Problem requirements
In the article on Tulsa's mask ordinance, what happened to Jeffrey Dickstein's first lawsuit against it?

Extract
----

A Tulsa citizen, and former attorney, said he's not giving up his battle against the city of Tulsa's mask ordinance.
Monday night, Sapulpa said "no" to a proposed mask mandate. Meanwhile, Tulsa's ordinance has been in effect for almost a week.
"Excess of jurisdiction is a dart down a dangerous path," former attorney Jeffrey Dickstein explained.
Related Story: Tulsa Man Files Lawsuit Against City's Mask Ordinance
Dickstein filed a lawsuit against the ordinance last Friday, saying it is unconstitutional. The suit was denied by a judge, so Dickstein refiled Monday using more evidence he said proves the state's COVID-19 numbers do not warrant a state of emergency.
"The problem is if there's not an emergency then the city is without jurisdiction of an ordinance," Dickstein said.
Mayor G.T. Bynum said Tulsa citizens have praised the ordinance.

----

Data for review
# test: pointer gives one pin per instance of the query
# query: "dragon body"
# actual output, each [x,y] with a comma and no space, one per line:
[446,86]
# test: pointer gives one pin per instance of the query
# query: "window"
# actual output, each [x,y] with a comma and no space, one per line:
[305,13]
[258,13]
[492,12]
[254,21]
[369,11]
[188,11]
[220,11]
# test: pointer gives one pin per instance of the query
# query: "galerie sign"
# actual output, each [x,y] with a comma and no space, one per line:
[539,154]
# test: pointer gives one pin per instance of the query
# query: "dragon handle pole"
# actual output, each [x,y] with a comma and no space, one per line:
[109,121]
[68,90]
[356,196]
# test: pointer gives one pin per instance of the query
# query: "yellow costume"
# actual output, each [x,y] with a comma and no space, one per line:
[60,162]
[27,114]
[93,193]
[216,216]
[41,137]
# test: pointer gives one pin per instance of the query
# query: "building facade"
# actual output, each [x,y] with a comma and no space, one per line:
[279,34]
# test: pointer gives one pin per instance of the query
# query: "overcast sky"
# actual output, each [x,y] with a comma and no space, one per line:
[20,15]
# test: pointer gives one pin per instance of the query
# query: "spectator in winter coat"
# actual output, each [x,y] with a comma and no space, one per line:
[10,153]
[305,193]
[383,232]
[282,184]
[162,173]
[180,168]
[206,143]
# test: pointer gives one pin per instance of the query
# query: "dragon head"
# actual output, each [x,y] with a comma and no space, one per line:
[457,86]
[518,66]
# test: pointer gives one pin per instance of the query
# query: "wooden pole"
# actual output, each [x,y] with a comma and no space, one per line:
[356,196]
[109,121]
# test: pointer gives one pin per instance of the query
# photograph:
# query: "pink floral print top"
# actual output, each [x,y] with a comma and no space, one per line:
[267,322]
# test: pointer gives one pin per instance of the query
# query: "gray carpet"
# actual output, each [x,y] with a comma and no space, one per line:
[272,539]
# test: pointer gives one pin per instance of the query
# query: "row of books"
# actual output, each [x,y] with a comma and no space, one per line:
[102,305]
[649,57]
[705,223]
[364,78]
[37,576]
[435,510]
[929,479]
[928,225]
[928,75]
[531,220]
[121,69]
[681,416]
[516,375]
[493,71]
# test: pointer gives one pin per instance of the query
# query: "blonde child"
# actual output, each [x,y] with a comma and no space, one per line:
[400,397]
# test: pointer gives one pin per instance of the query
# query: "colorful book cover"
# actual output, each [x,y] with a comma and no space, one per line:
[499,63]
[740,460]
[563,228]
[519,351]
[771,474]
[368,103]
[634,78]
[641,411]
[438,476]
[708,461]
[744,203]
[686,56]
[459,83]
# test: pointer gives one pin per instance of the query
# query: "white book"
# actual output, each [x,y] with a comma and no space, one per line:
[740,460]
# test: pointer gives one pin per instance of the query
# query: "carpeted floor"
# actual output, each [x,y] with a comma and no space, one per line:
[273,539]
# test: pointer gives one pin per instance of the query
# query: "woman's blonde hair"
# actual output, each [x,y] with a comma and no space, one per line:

----

Solution to this problem
A judge denied it.